--- Begin Dataset ---

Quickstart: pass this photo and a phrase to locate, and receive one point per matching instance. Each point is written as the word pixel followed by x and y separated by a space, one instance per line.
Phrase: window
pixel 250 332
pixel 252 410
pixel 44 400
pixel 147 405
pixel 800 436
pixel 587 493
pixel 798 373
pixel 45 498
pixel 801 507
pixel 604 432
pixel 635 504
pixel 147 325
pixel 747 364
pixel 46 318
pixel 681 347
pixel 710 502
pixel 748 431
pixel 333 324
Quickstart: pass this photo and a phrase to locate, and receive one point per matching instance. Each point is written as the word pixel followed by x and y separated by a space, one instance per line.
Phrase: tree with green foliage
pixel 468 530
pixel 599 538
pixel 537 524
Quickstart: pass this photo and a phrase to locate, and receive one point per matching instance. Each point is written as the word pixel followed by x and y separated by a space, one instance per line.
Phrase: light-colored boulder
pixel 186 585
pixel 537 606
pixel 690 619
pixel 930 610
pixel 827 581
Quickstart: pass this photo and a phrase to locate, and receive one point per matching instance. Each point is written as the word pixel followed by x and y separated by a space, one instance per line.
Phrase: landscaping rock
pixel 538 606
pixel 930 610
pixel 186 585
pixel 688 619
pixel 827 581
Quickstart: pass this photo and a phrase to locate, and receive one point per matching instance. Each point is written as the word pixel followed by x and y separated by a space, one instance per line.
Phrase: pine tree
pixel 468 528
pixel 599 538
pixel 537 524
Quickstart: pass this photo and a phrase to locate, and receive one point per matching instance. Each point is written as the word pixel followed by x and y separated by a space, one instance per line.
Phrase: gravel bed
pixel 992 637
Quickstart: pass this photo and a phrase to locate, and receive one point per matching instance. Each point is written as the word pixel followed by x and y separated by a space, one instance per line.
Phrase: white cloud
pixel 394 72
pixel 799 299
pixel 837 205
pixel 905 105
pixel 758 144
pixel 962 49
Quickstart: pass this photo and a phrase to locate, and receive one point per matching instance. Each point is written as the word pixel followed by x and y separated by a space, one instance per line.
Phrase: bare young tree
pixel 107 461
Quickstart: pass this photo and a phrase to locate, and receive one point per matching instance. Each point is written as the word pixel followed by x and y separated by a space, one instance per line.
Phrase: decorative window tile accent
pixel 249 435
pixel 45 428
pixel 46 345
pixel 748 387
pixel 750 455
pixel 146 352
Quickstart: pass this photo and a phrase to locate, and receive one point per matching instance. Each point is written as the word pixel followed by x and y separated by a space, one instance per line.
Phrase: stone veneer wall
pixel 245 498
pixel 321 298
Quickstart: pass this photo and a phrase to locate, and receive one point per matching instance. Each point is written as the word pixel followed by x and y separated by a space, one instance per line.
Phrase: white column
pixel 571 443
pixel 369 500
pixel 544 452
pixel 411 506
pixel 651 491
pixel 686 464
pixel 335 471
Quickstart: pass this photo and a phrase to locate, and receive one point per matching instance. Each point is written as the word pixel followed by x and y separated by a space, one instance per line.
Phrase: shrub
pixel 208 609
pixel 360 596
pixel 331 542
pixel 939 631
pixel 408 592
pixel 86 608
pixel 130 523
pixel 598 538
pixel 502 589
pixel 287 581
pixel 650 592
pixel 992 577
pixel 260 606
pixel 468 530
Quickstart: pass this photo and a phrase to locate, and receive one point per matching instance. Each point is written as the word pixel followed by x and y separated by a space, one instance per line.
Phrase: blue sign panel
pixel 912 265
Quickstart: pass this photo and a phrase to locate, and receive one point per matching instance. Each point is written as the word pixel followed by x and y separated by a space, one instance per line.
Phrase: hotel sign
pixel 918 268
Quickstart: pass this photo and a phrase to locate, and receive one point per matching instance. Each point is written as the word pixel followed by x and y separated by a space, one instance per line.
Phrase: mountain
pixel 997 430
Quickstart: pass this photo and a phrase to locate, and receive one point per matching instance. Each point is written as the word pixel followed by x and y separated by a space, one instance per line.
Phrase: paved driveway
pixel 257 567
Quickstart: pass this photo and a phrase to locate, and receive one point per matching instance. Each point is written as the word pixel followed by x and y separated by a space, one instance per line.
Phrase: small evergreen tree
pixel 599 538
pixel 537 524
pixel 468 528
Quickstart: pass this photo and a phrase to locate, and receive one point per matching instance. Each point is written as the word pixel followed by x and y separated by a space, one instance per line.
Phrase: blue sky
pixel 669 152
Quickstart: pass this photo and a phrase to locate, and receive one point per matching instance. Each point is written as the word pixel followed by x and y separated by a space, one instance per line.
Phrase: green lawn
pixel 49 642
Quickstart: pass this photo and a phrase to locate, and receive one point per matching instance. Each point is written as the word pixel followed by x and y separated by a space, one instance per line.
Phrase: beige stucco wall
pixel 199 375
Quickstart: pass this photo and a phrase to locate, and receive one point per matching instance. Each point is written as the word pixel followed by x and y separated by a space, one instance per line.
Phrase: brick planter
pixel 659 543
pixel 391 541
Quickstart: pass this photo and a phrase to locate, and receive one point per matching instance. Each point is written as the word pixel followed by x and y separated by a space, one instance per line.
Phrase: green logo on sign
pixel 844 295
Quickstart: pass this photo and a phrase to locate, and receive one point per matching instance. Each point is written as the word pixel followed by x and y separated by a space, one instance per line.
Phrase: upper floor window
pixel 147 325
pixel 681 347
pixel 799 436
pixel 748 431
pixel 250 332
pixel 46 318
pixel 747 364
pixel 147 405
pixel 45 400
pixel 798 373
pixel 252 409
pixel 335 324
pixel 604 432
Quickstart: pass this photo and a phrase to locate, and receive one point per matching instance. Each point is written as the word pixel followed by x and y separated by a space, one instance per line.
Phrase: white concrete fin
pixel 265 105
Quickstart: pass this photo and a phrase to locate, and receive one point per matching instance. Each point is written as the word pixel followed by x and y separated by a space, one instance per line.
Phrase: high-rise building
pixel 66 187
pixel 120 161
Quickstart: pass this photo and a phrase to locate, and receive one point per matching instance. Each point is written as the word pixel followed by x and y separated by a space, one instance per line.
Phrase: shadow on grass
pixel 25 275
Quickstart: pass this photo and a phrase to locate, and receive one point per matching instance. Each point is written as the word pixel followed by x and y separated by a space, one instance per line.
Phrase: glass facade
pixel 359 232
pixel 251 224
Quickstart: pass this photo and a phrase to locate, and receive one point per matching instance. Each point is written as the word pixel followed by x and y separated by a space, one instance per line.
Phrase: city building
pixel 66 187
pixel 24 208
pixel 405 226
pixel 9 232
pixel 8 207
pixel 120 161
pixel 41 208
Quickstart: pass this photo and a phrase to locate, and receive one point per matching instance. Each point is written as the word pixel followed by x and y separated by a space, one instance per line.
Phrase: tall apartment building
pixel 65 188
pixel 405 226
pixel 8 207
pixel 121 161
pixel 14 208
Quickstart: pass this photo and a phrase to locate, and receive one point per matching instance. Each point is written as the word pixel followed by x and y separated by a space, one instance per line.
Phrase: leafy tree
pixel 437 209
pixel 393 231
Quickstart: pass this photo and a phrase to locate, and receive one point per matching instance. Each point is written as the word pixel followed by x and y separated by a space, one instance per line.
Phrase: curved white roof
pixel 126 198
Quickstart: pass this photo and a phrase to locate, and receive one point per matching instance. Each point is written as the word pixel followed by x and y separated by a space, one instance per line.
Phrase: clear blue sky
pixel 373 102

--- End Dataset ---

→ Exercise aim
Write out all of the data above word for word, keeping every line and its order unchanged.

→ The response
Quickstart: pass this photo and a phrase to locate, and receive one point per matching instance. Each point is written as the word pixel followed by x and y separated by a space, one instance per line.
Phrase: window
pixel 250 332
pixel 252 410
pixel 44 400
pixel 147 405
pixel 800 436
pixel 587 493
pixel 798 373
pixel 45 498
pixel 801 507
pixel 604 432
pixel 635 504
pixel 147 325
pixel 747 364
pixel 46 318
pixel 681 347
pixel 710 502
pixel 748 431
pixel 333 324
Quickstart: pass this photo and a phrase to locate, and receive one point per matching instance. Each point is written as the word pixel followed by x and y separated by a space, one instance per line.
Phrase: tree with green foliage
pixel 468 530
pixel 599 538
pixel 537 524
Quickstart: pass this photo and a phrase to locate, and receive one point per matching instance. Each point is written as the word pixel followed by x and y separated by a space, one instance per line.
Phrase: light-colored boulder
pixel 186 585
pixel 537 606
pixel 690 619
pixel 930 610
pixel 827 581
Quickstart: pass this photo and a phrase to locate, and receive one point per matching instance. Each point is written as the word pixel followed by x and y separated by a space, one instance per line.
Phrase: landscaping rock
pixel 538 606
pixel 930 610
pixel 186 585
pixel 688 619
pixel 827 581
Quickstart: pass this photo and a phrase to locate, and receive one point per matching instance. Each point is written as the word pixel followed by x and y separated by a space, one instance per line.
Phrase: pine tree
pixel 468 528
pixel 599 538
pixel 537 524
Quickstart: pass this photo and a phrase to locate, and receive one point per matching instance. Each point is written as the word pixel followed by x and y separated by a space, one instance per line.
Phrase: gravel bed
pixel 992 637
Quickstart: pass this photo and a phrase to locate, and receive one point per matching instance. Each point is written as the word pixel followed by x and y separated by a space, one instance per line.
Phrase: white cloud
pixel 394 72
pixel 799 299
pixel 837 205
pixel 905 105
pixel 758 144
pixel 962 49
Quickstart: pass this photo and a phrase to locate, and receive one point per matching instance. Each point is written as the word pixel followed by x and y separated by a space, one instance per line.
Phrase: bare young tree
pixel 107 461
Quickstart: pass this photo and a phrase to locate, and receive one point per matching instance. Each point is written as the word pixel followed by x and y separated by a space, one instance per line.
Phrase: decorative window tile accent
pixel 249 435
pixel 45 428
pixel 46 345
pixel 748 387
pixel 750 455
pixel 146 352
Quickstart: pass this photo and a phrase to locate, and receive one point per matching instance. Each point is written as the word pixel followed by x and y separated by a space, one instance per line.
Phrase: stone veneer wall
pixel 245 498
pixel 321 298
Quickstart: pass this photo and a phrase to locate, and receive one point per matching instance. Each point is written as the word pixel followed by x and y separated by a space, one instance per line.
Phrase: white column
pixel 571 443
pixel 369 500
pixel 544 452
pixel 411 506
pixel 651 491
pixel 686 464
pixel 335 471
Quickstart: pass this photo and a phrase to locate, and receive one point per matching instance. Each point is written as the word pixel followed by x and y separated by a space, one instance per line.
Phrase: shrub
pixel 208 609
pixel 360 596
pixel 331 542
pixel 939 631
pixel 408 592
pixel 86 608
pixel 130 523
pixel 598 538
pixel 502 589
pixel 287 581
pixel 650 592
pixel 992 577
pixel 260 606
pixel 468 530
Quickstart: pass this photo and a phrase to locate, and receive one point per matching instance. Each point is written as the word pixel followed by x and y separated by a space, one instance per line.
Phrase: blue sign panel
pixel 912 265
Quickstart: pass this photo and a phrase to locate, and receive one point per matching instance. Each point is written as the word pixel followed by x and y separated by a space, one instance per line.
Phrase: hotel sign
pixel 918 268
Quickstart: pass this photo and a phrase to locate, and receive one point per matching instance. Each point is written as the word pixel followed by x and y separated by a space, one instance per line.
Phrase: mountain
pixel 997 430
Quickstart: pass this photo and a phrase to locate, and receive one point per matching instance. Each point is written as the word pixel followed by x and y separated by a space, one instance per line.
Phrase: paved driveway
pixel 257 567
Quickstart: pass this photo and a phrase to locate, and receive one point per matching instance. Each point is written as the word pixel followed by x and y separated by a space, one instance per line.
Phrase: small evergreen tree
pixel 599 538
pixel 537 524
pixel 468 528
Quickstart: pass this photo and a phrase to locate, and receive one point per matching instance. Each point is written as the word pixel followed by x and y separated by a space, one instance per line.
Phrase: blue sky
pixel 669 152
Quickstart: pass this photo and a phrase to locate, and receive one point per matching instance. Each point is written as the word pixel followed by x and y separated by a space, one instance per line.
Phrase: green lawn
pixel 49 642
Quickstart: pass this photo and a phrase to locate, and receive one point per matching instance. Each point is written as the word pixel followed by x and y separated by a space, one instance per line.
Phrase: beige stucco wall
pixel 199 375
Quickstart: pass this photo and a phrase to locate, and receive one point per matching instance. Each point is written as the word pixel followed by x and y separated by a space, one instance per line.
Phrase: brick planter
pixel 659 543
pixel 391 541
Quickstart: pass this photo and a phrase to locate, and receive one point per matching instance. Each point is written as the word pixel followed by x and y separated by a space, one instance per line.
Phrase: green logo on sign
pixel 844 295
Quickstart: pass this photo and a phrase to locate, and receive one point per matching instance. Each point is written as the word pixel followed by x and y separated by a space, one instance per line.
Phrase: upper floor window
pixel 147 325
pixel 681 347
pixel 799 436
pixel 748 431
pixel 250 332
pixel 46 318
pixel 747 364
pixel 147 405
pixel 45 400
pixel 798 373
pixel 252 409
pixel 335 324
pixel 604 432
Quickstart: pass this photo and a phrase to locate, and receive one point per matching instance. Each point is written as the word pixel followed by x and y separated by a space, one instance per line.
Phrase: white concrete fin
pixel 265 105
Quickstart: pass this photo and a phrase to locate, and receive one point per matching instance. Each point is written as the word pixel followed by x and y separated by a space, one instance per line.
Phrase: high-rise building
pixel 66 187
pixel 120 161
Quickstart: pass this photo and a phrase to locate, and receive one point per matching instance. Each point is written as the word pixel followed by x and y separated by a space, one instance per line.
Phrase: shadow on grass
pixel 25 275
Quickstart: pass this photo and a phrase to locate, and receive one point per matching instance. Each point is written as the word pixel followed by x and y separated by a space, one instance per line.
Phrase: glass facade
pixel 359 232
pixel 251 224
Quickstart: pass this photo and a phrase to locate, and receive one point per matching instance. Each point is written as the word pixel followed by x and y separated by a space, one instance per line.
Phrase: city building
pixel 66 187
pixel 24 208
pixel 405 226
pixel 9 232
pixel 8 207
pixel 120 161
pixel 41 208
Quickstart: pass this photo and a phrase to locate, and receive one point per matching instance. Each point is written as the word pixel followed by x and y separated by a space, one instance per line.
Phrase: tall apartment building
pixel 65 188
pixel 405 226
pixel 8 207
pixel 121 161
pixel 14 208
Quickstart: pass this photo and a phrase to locate, and receive one point per matching instance. Each point is written as the word pixel followed by x and y separated by a space, one instance per line.
Phrase: leafy tree
pixel 437 209
pixel 393 231
Quickstart: pass this photo and a phrase to locate, and receive one point per matching instance. Each point is written as the word pixel followed by x and y separated by a space, one instance per line.
Phrase: curved white roof
pixel 126 198
Quickstart: pass this photo and a phrase to locate, and receive one point per matching instance. Each point is written as the word pixel followed by x and y separated by a space, one instance per line.
Phrase: clear blue sky
pixel 373 102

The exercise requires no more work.